START EXTRACT TO READ
The B'nai Yosef Synagogue (or Congregation Bnai Yosef), formerly Magen David Congregation of Ocean Parkway, is an Orthodox Sephardi synagogue at the 1616 Ocean Parkway and Avenue P in Brooklyn, New York. It is considered "America's busiest synagogue for Middle and Near Eastern Jews", with over 30 prayer services daily.

Built in the early 1970s, it became known as The Painted Shul, because its  interior is covered in brightly painted murals, making it the only completely muraled synagogue in the world. The synagogue is also unusual in that it was built and is funded by an anonymous individual; thus members are not required to pay any dues.

The congregation
The B'nai Yosef congregation is made up of Sephardi Jews, mostly from Syria, North Africa and Iran, and the nusach (style of prayer service) is Orthodox Sephardi. The congregation is strict in its observance, with most males having had a yeshiva education.
END EXTRACT TO READ
▶ DESCRIPTION OF THE TASK
Reproduce the passage about the B'nai Yosef Synagogue in full, word for word. The listing that follows this point plays no part in the work.
START DATA
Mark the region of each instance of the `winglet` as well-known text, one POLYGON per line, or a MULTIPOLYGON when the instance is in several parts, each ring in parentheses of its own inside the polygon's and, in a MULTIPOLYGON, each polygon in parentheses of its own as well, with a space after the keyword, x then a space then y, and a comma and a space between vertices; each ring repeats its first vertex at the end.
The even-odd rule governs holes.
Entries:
END DATA
▶ OUTPUT
The B'nai Yosef Synagogue (or Congregation Bnai Yosef), formerly Magen David Congregation of Ocean Parkway, is an Orthodox Sephardi synagogue at the 1616 Ocean Parkway and Avenue P in Brooklyn, New York. It is considered "America's busiest synagogue for Middle and Near Eastern Jews", with over 30 prayer services daily.

Built in the early 1970s, it became known as The Painted Shul, because its  interior is covered in brightly painted murals, making it the only completely muraled synagogue in the world. The synagogue is also unusual in that it was built and is funded by an anonymous individual; thus members are not required to pay any dues.

The congregation
The B'nai Yosef congregation is made up of Sephardi Jews, mostly from Syria, North Africa and Iran, and the nusach (style of prayer service) is Orthodox Sephardi. The congregation is strict in its observance, with most males having had a yeshiva education.